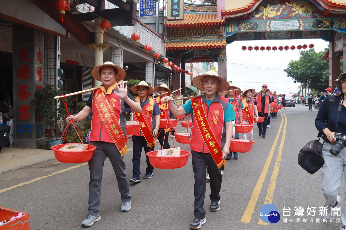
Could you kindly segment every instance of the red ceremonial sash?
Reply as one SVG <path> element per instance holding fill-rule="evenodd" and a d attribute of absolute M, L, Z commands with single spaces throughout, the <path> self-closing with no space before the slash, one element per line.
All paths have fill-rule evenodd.
<path fill-rule="evenodd" d="M 142 131 L 143 136 L 144 136 L 144 138 L 148 143 L 147 146 L 148 147 L 151 147 L 153 144 L 154 146 L 155 146 L 156 145 L 156 142 L 155 141 L 154 136 L 153 136 L 153 132 L 150 130 L 150 128 L 148 124 L 147 120 L 145 120 L 143 115 L 143 113 L 142 112 L 139 113 L 135 112 L 134 113 L 134 114 L 136 117 L 137 121 L 143 123 L 142 126 L 140 127 L 140 131 Z"/>
<path fill-rule="evenodd" d="M 100 90 L 94 91 L 94 98 L 99 115 L 122 157 L 127 151 L 127 148 L 125 145 L 125 136 L 118 118 L 114 115 L 109 102 L 104 98 L 103 93 Z"/>
<path fill-rule="evenodd" d="M 226 165 L 226 162 L 222 158 L 221 148 L 207 119 L 202 100 L 200 98 L 192 98 L 191 103 L 198 130 L 210 155 L 219 169 L 222 166 Z"/>
<path fill-rule="evenodd" d="M 249 105 L 246 102 L 246 99 L 244 98 L 243 99 L 243 104 L 245 107 L 243 109 L 243 111 L 245 113 L 246 116 L 246 119 L 249 122 L 249 124 L 254 124 L 254 118 L 251 116 L 251 114 L 250 112 L 250 109 L 249 109 Z"/>

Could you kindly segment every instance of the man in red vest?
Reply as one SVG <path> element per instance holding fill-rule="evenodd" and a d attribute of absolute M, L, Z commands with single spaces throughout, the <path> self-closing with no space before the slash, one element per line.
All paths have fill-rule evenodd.
<path fill-rule="evenodd" d="M 124 87 L 124 83 L 117 85 L 117 82 L 124 79 L 126 75 L 122 68 L 107 61 L 93 69 L 91 74 L 102 82 L 100 88 L 93 92 L 81 111 L 66 118 L 67 122 L 80 121 L 93 112 L 88 140 L 96 149 L 88 162 L 89 214 L 82 222 L 82 226 L 87 227 L 101 219 L 99 212 L 101 181 L 104 160 L 107 157 L 112 163 L 121 194 L 120 210 L 127 212 L 131 209 L 131 195 L 123 157 L 127 151 L 125 145 L 126 109 L 130 108 L 134 112 L 141 111 L 139 104 L 126 90 L 127 86 Z"/>
<path fill-rule="evenodd" d="M 257 94 L 256 101 L 257 102 L 257 110 L 260 117 L 264 117 L 264 120 L 263 122 L 257 122 L 260 132 L 258 136 L 262 136 L 262 138 L 265 138 L 267 132 L 267 125 L 268 122 L 268 114 L 270 112 L 270 103 L 272 102 L 271 97 L 266 92 L 268 89 L 266 84 L 262 86 L 261 91 Z"/>
<path fill-rule="evenodd" d="M 229 153 L 232 121 L 235 120 L 235 117 L 228 100 L 217 93 L 227 90 L 229 85 L 216 72 L 210 70 L 197 76 L 192 83 L 205 93 L 191 98 L 179 108 L 173 101 L 170 102 L 169 105 L 171 111 L 176 116 L 193 114 L 190 148 L 195 178 L 195 219 L 190 228 L 198 229 L 206 222 L 206 210 L 203 206 L 207 167 L 210 179 L 210 210 L 215 212 L 220 209 L 222 181 L 220 170 L 226 164 L 225 158 Z M 166 97 L 161 101 L 165 103 L 170 100 L 170 97 Z"/>
<path fill-rule="evenodd" d="M 142 81 L 138 84 L 131 86 L 131 90 L 138 94 L 136 100 L 139 103 L 142 109 L 141 112 L 134 113 L 133 120 L 141 122 L 142 124 L 138 133 L 132 135 L 133 176 L 130 179 L 130 182 L 140 183 L 139 166 L 142 149 L 144 148 L 146 154 L 151 149 L 152 151 L 154 151 L 154 147 L 156 144 L 155 138 L 157 136 L 160 125 L 161 111 L 156 101 L 148 96 L 153 94 L 155 91 L 145 81 Z M 154 167 L 150 163 L 148 156 L 146 156 L 146 157 L 147 167 L 143 178 L 149 179 L 154 176 Z"/>

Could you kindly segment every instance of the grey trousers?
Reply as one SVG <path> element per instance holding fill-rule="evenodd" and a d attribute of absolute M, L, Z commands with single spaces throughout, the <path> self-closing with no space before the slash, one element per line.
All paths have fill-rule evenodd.
<path fill-rule="evenodd" d="M 106 158 L 108 158 L 113 166 L 121 194 L 121 201 L 130 200 L 131 195 L 124 157 L 121 156 L 115 144 L 103 141 L 90 141 L 90 143 L 97 148 L 89 162 L 90 181 L 88 210 L 89 214 L 98 215 L 101 200 L 103 165 Z"/>
<path fill-rule="evenodd" d="M 326 142 L 322 149 L 322 156 L 325 163 L 322 168 L 321 181 L 322 192 L 326 200 L 325 207 L 335 204 L 339 188 L 342 181 L 343 174 L 344 171 L 346 171 L 346 150 L 345 148 L 341 150 L 338 156 L 335 156 L 329 152 L 333 145 Z M 346 181 L 346 177 L 345 179 Z M 345 190 L 344 195 L 346 195 L 346 186 Z M 341 221 L 343 224 L 346 225 L 346 200 L 344 203 L 344 208 L 342 210 Z M 334 218 L 339 217 L 336 217 Z"/>
<path fill-rule="evenodd" d="M 198 219 L 206 217 L 206 210 L 203 208 L 206 196 L 206 173 L 208 166 L 210 178 L 210 194 L 211 201 L 218 201 L 221 196 L 222 176 L 210 153 L 191 150 L 192 154 L 192 169 L 194 174 L 194 218 Z"/>

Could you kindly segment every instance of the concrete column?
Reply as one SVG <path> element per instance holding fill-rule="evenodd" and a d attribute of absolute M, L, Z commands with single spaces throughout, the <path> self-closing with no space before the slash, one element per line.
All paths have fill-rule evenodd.
<path fill-rule="evenodd" d="M 122 68 L 124 58 L 124 50 L 121 48 L 112 48 L 112 62 L 118 66 Z"/>
<path fill-rule="evenodd" d="M 151 87 L 153 88 L 155 86 L 153 68 L 153 62 L 145 62 L 145 81 L 150 83 L 151 84 Z"/>
<path fill-rule="evenodd" d="M 110 45 L 103 44 L 103 29 L 100 26 L 102 19 L 99 18 L 94 19 L 94 32 L 95 33 L 95 43 L 89 44 L 88 47 L 95 52 L 95 66 L 101 65 L 103 63 L 103 52 L 110 47 Z M 94 86 L 99 86 L 101 82 L 95 80 Z"/>
<path fill-rule="evenodd" d="M 335 38 L 335 33 L 338 32 L 331 30 L 330 32 L 331 37 Z M 345 38 L 344 39 L 345 41 Z M 332 39 L 332 41 L 329 43 L 329 87 L 331 89 L 332 93 L 334 92 L 335 88 L 334 80 L 337 79 L 340 74 L 340 58 L 335 55 L 334 52 L 335 46 L 334 39 Z M 344 61 L 345 63 L 345 61 Z"/>
<path fill-rule="evenodd" d="M 225 58 L 223 61 L 221 63 L 220 61 L 220 59 L 218 59 L 217 61 L 217 71 L 219 76 L 221 78 L 225 78 L 227 80 L 227 56 L 226 55 L 226 47 L 221 49 L 223 52 L 222 55 L 225 55 Z"/>

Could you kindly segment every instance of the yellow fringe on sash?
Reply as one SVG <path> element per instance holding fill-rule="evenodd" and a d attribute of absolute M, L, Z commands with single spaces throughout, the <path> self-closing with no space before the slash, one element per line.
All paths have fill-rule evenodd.
<path fill-rule="evenodd" d="M 219 163 L 219 164 L 217 165 L 217 168 L 220 169 L 222 166 L 226 166 L 226 161 L 225 160 L 224 158 L 222 159 L 222 160 L 221 161 L 221 162 Z"/>
<path fill-rule="evenodd" d="M 126 146 L 125 146 L 125 147 L 124 147 L 124 148 L 120 151 L 120 154 L 121 156 L 121 157 L 122 157 L 124 156 L 124 154 L 127 152 L 127 147 Z"/>

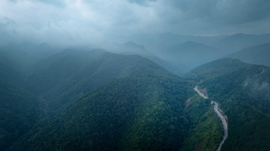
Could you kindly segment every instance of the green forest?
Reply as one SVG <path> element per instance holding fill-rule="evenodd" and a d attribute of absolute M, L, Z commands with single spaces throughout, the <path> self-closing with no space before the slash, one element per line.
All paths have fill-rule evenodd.
<path fill-rule="evenodd" d="M 106 51 L 2 60 L 0 150 L 215 150 L 224 132 L 211 100 L 227 118 L 222 150 L 270 148 L 269 67 L 225 58 L 184 78 Z"/>

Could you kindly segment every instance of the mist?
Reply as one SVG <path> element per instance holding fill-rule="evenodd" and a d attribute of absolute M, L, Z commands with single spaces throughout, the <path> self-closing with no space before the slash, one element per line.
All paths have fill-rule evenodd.
<path fill-rule="evenodd" d="M 184 35 L 270 32 L 267 0 L 0 2 L 1 44 L 97 44 L 112 35 Z"/>

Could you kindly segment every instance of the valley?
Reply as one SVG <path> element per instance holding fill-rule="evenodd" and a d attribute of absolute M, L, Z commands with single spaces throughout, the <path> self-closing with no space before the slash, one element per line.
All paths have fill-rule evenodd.
<path fill-rule="evenodd" d="M 151 40 L 164 35 L 180 41 L 174 39 L 178 35 L 171 34 L 151 36 L 155 38 Z M 179 36 L 201 42 L 230 36 Z M 222 57 L 225 53 L 197 42 L 170 44 L 154 51 L 151 45 L 133 42 L 62 50 L 46 43 L 0 47 L 0 148 L 263 150 L 270 147 L 259 143 L 269 135 L 265 130 L 270 121 L 269 67 Z M 266 56 L 268 45 L 238 53 L 248 50 L 252 54 L 261 49 Z M 197 95 L 196 86 L 205 88 L 208 97 Z"/>

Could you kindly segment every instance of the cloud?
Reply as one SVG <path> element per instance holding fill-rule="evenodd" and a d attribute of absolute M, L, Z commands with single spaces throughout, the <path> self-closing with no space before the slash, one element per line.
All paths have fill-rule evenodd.
<path fill-rule="evenodd" d="M 0 38 L 79 44 L 109 34 L 259 34 L 270 33 L 269 8 L 268 0 L 2 0 Z"/>

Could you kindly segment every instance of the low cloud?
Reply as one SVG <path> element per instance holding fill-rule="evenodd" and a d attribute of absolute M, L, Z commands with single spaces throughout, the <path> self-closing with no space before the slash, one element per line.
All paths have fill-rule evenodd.
<path fill-rule="evenodd" d="M 106 35 L 270 33 L 268 0 L 2 0 L 2 42 L 79 44 Z"/>

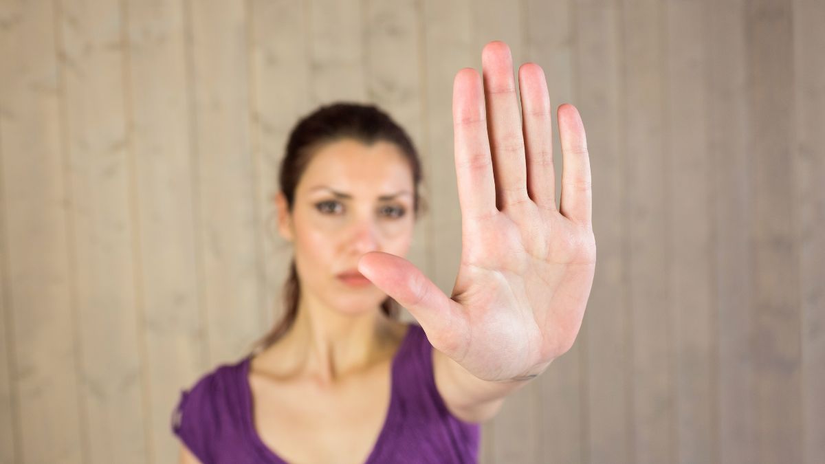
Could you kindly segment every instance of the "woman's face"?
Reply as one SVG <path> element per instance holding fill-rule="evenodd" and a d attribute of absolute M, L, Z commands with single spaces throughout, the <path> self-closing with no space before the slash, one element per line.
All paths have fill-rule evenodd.
<path fill-rule="evenodd" d="M 394 144 L 346 138 L 320 148 L 299 181 L 291 215 L 277 196 L 279 230 L 293 242 L 302 297 L 346 313 L 376 310 L 385 293 L 337 275 L 357 272 L 367 252 L 406 256 L 412 195 L 412 172 Z"/>

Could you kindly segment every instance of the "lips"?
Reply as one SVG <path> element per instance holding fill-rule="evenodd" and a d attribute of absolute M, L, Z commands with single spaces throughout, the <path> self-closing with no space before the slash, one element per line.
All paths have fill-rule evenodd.
<path fill-rule="evenodd" d="M 361 277 L 361 278 L 366 278 L 366 277 L 364 277 L 364 274 L 361 274 L 358 271 L 346 271 L 346 272 L 341 272 L 340 274 L 338 274 L 337 277 Z"/>
<path fill-rule="evenodd" d="M 337 277 L 338 277 L 338 280 L 350 286 L 366 286 L 372 285 L 370 279 L 365 277 L 364 275 L 357 270 L 350 270 L 341 272 Z"/>

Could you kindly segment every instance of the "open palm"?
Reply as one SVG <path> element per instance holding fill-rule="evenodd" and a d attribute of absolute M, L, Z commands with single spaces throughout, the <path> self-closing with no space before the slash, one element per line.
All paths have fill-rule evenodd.
<path fill-rule="evenodd" d="M 487 44 L 482 68 L 483 82 L 465 68 L 453 88 L 462 249 L 452 295 L 389 253 L 365 253 L 359 269 L 434 348 L 482 380 L 510 381 L 541 373 L 581 327 L 596 268 L 590 161 L 578 111 L 561 105 L 557 208 L 544 72 L 519 69 L 520 115 L 507 45 Z"/>

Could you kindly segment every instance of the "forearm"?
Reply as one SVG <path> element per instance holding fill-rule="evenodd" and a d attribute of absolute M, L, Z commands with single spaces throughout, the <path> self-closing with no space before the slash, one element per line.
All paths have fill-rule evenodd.
<path fill-rule="evenodd" d="M 537 377 L 549 365 L 548 362 L 530 376 L 507 381 L 479 379 L 459 363 L 434 349 L 436 386 L 450 412 L 467 422 L 481 423 L 493 417 L 504 399 Z"/>

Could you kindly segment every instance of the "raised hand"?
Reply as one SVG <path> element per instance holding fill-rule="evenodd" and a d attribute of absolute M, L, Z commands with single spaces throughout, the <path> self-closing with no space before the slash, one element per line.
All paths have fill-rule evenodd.
<path fill-rule="evenodd" d="M 392 254 L 368 253 L 359 270 L 468 372 L 521 380 L 568 351 L 582 324 L 596 268 L 590 160 L 578 111 L 561 105 L 557 208 L 543 70 L 520 67 L 521 115 L 506 44 L 487 44 L 482 71 L 483 83 L 475 69 L 460 70 L 453 88 L 462 249 L 452 295 Z"/>

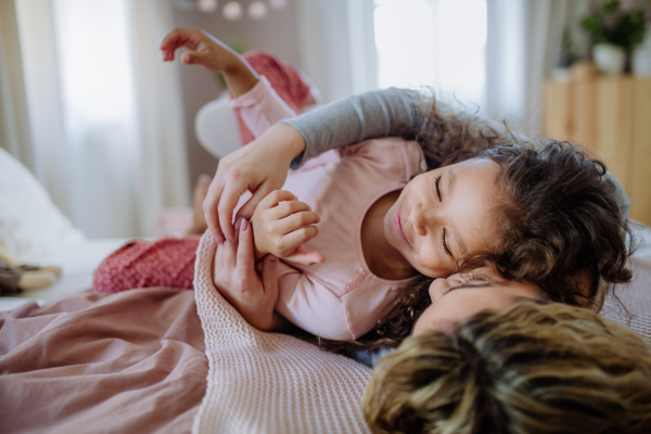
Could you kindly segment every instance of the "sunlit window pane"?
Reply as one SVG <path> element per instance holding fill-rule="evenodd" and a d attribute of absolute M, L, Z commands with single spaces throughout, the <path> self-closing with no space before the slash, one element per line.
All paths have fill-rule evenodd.
<path fill-rule="evenodd" d="M 464 102 L 485 93 L 486 0 L 375 0 L 380 87 L 435 86 Z"/>
<path fill-rule="evenodd" d="M 436 72 L 432 7 L 424 0 L 384 0 L 375 4 L 378 85 L 433 85 Z"/>
<path fill-rule="evenodd" d="M 73 142 L 89 129 L 124 129 L 133 118 L 126 0 L 52 4 L 63 108 Z"/>

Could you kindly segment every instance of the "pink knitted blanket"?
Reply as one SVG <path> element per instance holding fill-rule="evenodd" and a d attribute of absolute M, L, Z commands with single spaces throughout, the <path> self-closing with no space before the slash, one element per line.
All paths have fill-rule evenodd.
<path fill-rule="evenodd" d="M 209 372 L 192 432 L 367 433 L 360 403 L 370 369 L 251 327 L 213 284 L 215 250 L 204 234 L 194 293 Z"/>

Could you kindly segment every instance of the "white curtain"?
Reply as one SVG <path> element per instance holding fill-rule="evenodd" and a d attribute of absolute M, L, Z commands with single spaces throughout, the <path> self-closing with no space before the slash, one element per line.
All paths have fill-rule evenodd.
<path fill-rule="evenodd" d="M 0 1 L 0 146 L 34 171 L 23 61 L 13 1 Z"/>
<path fill-rule="evenodd" d="M 542 87 L 569 26 L 576 54 L 586 54 L 578 30 L 589 0 L 487 0 L 486 114 L 531 135 L 542 125 Z"/>
<path fill-rule="evenodd" d="M 158 53 L 170 2 L 15 4 L 35 174 L 87 235 L 154 235 L 189 203 L 178 66 Z"/>

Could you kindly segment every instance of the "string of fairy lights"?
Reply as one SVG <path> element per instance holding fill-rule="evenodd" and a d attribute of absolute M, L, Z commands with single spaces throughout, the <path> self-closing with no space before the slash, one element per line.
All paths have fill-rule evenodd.
<path fill-rule="evenodd" d="M 226 2 L 218 0 L 174 0 L 174 4 L 176 9 L 181 11 L 220 12 L 224 18 L 228 21 L 240 21 L 245 16 L 251 20 L 260 21 L 265 20 L 270 11 L 285 9 L 289 0 L 240 0 Z"/>

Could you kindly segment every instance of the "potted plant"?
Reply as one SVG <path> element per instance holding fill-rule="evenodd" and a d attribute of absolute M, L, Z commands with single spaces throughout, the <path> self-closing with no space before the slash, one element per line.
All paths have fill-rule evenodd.
<path fill-rule="evenodd" d="M 607 0 L 601 9 L 580 20 L 580 27 L 596 41 L 592 59 L 607 74 L 624 72 L 626 55 L 644 37 L 644 11 L 622 11 L 620 0 Z"/>

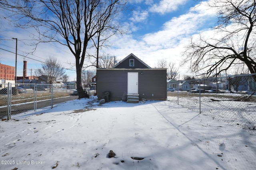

============

Exercise: Substitute "ribbon" for "sash" and reproduce the data above, beginning at its first line and stopping after the line that contains "226 165 L 226", with everything else unchanged. Leave the pictures out of the answer.

Finished answer:
Could you kindly segment every instance of the red ceremonial ribbon?
Reply as one SVG <path> element per instance holding fill-rule="evenodd" and a d attribute of absolute M, L, Z commands with single spaces throughout, the <path> self-closing with no space before the slash, one element per line.
All paths have fill-rule evenodd.
<path fill-rule="evenodd" d="M 142 131 L 143 136 L 144 136 L 144 138 L 148 143 L 147 146 L 148 147 L 151 147 L 153 144 L 154 146 L 155 146 L 156 145 L 156 142 L 155 141 L 154 136 L 153 136 L 153 132 L 150 130 L 150 128 L 148 124 L 147 120 L 145 120 L 143 115 L 143 113 L 142 112 L 139 113 L 135 112 L 134 113 L 134 114 L 136 117 L 137 121 L 143 123 L 142 126 L 140 127 L 140 131 Z"/>
<path fill-rule="evenodd" d="M 100 90 L 94 91 L 94 98 L 99 115 L 122 157 L 127 151 L 127 148 L 125 145 L 125 136 L 118 118 L 114 115 L 109 102 L 104 98 L 103 93 Z"/>
<path fill-rule="evenodd" d="M 226 165 L 226 162 L 222 158 L 221 148 L 207 119 L 202 100 L 200 98 L 192 98 L 191 103 L 198 130 L 210 155 L 219 169 L 222 166 Z"/>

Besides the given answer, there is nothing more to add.